▶ _What is being asked_
Only a single number is expected: how many lines of the data hold the word "frame".

▶ _Provided records_

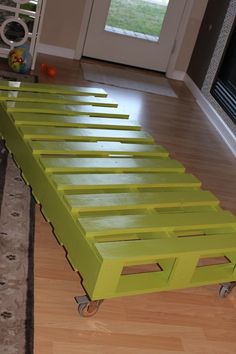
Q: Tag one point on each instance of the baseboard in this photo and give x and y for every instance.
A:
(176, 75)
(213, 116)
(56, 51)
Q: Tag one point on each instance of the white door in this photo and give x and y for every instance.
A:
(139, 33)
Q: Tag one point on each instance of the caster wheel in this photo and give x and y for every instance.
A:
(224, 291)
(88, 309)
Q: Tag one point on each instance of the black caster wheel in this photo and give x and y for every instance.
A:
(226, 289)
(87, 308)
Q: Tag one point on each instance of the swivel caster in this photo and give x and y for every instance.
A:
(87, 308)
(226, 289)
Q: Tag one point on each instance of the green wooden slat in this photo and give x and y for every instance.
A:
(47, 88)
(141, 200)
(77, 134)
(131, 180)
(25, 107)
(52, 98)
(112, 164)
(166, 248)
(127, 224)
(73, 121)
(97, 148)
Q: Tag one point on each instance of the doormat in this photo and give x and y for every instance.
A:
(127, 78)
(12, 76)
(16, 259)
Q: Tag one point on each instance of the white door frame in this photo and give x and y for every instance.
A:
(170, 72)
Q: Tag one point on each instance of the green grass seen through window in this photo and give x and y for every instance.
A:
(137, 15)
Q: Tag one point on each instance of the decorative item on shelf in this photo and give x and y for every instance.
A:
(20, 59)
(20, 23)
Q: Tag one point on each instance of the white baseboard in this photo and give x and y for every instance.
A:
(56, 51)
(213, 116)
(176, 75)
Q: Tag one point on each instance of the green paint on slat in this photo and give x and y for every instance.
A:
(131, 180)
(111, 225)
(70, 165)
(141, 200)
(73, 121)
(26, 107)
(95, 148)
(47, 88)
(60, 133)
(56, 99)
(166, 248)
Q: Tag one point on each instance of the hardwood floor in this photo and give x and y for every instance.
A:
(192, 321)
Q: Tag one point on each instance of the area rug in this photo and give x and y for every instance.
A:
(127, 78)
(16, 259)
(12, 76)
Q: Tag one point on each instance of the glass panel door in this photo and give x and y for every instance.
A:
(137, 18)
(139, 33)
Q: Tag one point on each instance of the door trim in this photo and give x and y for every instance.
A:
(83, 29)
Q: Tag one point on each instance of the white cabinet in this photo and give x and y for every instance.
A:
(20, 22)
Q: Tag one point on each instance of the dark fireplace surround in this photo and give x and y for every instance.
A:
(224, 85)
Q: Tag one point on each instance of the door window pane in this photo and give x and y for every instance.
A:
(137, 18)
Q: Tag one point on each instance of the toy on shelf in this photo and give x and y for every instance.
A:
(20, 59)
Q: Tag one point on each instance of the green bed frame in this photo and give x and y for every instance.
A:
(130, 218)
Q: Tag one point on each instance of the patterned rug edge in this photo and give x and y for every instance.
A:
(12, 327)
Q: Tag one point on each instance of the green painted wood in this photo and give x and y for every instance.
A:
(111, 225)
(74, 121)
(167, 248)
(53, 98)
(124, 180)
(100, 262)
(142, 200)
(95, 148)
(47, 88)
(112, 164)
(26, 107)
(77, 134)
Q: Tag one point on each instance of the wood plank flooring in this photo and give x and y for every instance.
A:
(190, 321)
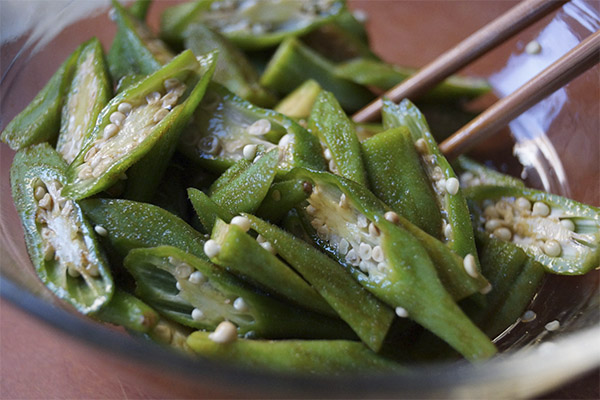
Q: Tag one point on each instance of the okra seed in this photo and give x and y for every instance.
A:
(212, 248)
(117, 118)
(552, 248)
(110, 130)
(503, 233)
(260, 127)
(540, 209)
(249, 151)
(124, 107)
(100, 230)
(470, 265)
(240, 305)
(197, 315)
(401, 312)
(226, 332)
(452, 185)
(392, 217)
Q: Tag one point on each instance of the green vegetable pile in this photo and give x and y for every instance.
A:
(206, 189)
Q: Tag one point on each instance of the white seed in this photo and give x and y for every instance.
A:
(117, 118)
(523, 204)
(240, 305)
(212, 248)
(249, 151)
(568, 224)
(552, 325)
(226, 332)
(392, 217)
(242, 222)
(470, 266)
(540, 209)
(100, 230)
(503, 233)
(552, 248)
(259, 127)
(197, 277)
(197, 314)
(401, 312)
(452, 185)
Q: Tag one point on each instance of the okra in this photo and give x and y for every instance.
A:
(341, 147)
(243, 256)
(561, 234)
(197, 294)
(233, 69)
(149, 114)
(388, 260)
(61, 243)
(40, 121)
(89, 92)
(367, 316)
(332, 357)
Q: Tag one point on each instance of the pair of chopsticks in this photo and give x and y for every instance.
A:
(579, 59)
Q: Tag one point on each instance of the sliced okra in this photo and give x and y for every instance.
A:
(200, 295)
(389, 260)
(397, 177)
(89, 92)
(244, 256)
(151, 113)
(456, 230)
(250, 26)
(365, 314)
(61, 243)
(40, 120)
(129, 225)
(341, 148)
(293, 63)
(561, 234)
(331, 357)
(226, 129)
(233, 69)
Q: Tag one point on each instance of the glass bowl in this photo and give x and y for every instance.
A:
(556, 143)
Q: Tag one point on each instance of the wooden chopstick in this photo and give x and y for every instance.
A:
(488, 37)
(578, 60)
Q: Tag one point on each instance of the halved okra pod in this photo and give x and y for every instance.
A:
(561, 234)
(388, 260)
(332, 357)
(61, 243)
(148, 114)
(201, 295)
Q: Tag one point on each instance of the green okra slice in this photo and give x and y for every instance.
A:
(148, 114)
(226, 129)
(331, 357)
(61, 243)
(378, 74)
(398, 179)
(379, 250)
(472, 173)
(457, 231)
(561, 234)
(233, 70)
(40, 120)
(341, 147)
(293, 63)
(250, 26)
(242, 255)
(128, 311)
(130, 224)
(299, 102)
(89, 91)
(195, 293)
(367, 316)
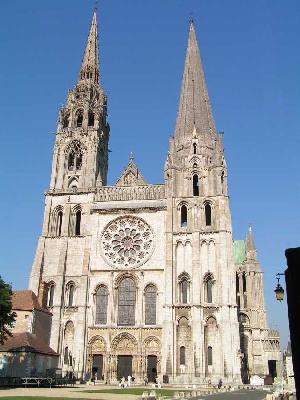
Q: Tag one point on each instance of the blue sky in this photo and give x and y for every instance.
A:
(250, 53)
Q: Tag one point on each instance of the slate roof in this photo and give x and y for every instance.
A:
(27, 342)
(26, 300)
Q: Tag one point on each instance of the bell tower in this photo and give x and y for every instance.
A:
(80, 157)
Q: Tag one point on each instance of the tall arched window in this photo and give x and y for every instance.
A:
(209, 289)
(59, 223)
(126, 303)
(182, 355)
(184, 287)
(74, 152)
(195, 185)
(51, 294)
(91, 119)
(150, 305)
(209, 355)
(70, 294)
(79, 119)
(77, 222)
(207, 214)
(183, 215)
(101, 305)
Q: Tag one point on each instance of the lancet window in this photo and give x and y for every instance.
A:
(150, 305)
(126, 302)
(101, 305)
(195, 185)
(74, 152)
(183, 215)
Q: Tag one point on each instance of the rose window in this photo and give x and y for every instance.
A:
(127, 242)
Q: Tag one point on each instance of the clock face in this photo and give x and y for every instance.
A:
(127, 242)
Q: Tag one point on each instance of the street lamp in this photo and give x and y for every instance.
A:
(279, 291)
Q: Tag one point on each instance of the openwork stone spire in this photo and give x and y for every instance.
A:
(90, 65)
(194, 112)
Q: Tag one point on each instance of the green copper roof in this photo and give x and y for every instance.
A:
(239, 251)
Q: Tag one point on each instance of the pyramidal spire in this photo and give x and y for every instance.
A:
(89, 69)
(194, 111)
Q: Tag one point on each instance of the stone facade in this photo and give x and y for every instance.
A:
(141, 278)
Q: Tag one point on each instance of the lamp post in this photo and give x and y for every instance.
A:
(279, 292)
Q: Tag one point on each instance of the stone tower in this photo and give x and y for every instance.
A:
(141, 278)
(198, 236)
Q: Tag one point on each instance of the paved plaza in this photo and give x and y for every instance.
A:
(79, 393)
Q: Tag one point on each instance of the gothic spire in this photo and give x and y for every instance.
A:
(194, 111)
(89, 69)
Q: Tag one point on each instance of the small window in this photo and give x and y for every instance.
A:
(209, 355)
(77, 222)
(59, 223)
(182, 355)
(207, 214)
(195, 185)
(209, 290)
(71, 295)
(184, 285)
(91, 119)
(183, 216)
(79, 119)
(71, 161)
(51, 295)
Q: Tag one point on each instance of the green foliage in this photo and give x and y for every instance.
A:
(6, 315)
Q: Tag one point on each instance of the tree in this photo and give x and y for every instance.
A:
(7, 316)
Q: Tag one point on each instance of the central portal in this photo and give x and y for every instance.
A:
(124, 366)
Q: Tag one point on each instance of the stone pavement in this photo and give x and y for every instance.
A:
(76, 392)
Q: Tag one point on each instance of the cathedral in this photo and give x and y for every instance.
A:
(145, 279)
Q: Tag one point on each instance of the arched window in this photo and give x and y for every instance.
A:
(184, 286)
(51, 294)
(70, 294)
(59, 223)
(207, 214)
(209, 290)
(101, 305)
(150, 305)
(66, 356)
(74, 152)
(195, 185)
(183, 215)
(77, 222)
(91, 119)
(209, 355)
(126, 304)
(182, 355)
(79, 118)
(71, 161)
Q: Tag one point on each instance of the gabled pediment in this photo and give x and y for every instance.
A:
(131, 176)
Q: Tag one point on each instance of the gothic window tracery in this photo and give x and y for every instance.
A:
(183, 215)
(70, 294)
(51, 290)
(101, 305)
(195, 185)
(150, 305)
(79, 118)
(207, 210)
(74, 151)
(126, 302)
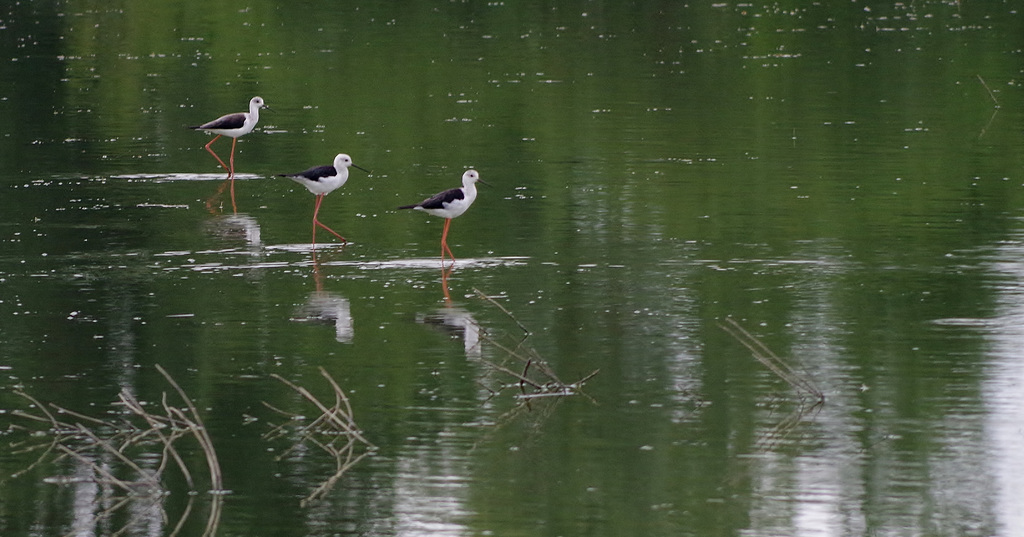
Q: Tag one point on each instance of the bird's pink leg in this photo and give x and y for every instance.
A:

▶ _Answer for this exercise_
2